[Work to do]
Convert the records, starting at the line that contains "Security feed analysis: the operator needs to locate player's" and ending at the final line of the records, into a JSON list of strings with one string per line, leaving out blank lines.
────────────────────────────────────────
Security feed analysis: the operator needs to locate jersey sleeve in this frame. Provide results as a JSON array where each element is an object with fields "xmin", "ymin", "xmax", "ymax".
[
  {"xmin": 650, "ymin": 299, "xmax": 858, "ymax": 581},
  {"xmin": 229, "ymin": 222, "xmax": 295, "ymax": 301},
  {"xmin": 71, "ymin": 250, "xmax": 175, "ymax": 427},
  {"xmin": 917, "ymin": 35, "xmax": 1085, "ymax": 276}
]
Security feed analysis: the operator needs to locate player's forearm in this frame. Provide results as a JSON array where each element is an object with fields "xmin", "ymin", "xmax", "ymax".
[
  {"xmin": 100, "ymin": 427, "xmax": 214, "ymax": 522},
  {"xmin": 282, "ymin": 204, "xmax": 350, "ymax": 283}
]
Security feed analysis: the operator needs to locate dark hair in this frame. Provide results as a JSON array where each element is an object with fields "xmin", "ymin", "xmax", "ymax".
────────────────────────────────────────
[Written response]
[
  "Security feed analysis: the operator needs to locate player's forearm in this frame. Provide results as a JSON array where each element is an object with fields \"xmin\", \"ymin\", \"xmax\", \"ymax\".",
  "[",
  "  {\"xmin\": 100, \"ymin\": 427, \"xmax\": 214, \"ymax\": 522},",
  "  {\"xmin\": 282, \"ymin\": 204, \"xmax\": 350, \"ymax\": 283}",
  "]",
  "Security feed analysis: the operator needs to locate dark hair in this frame. Provide results as a JSON array where each element is an object with fields \"xmin\", \"ymin\", \"xmax\", \"ymax\"."
]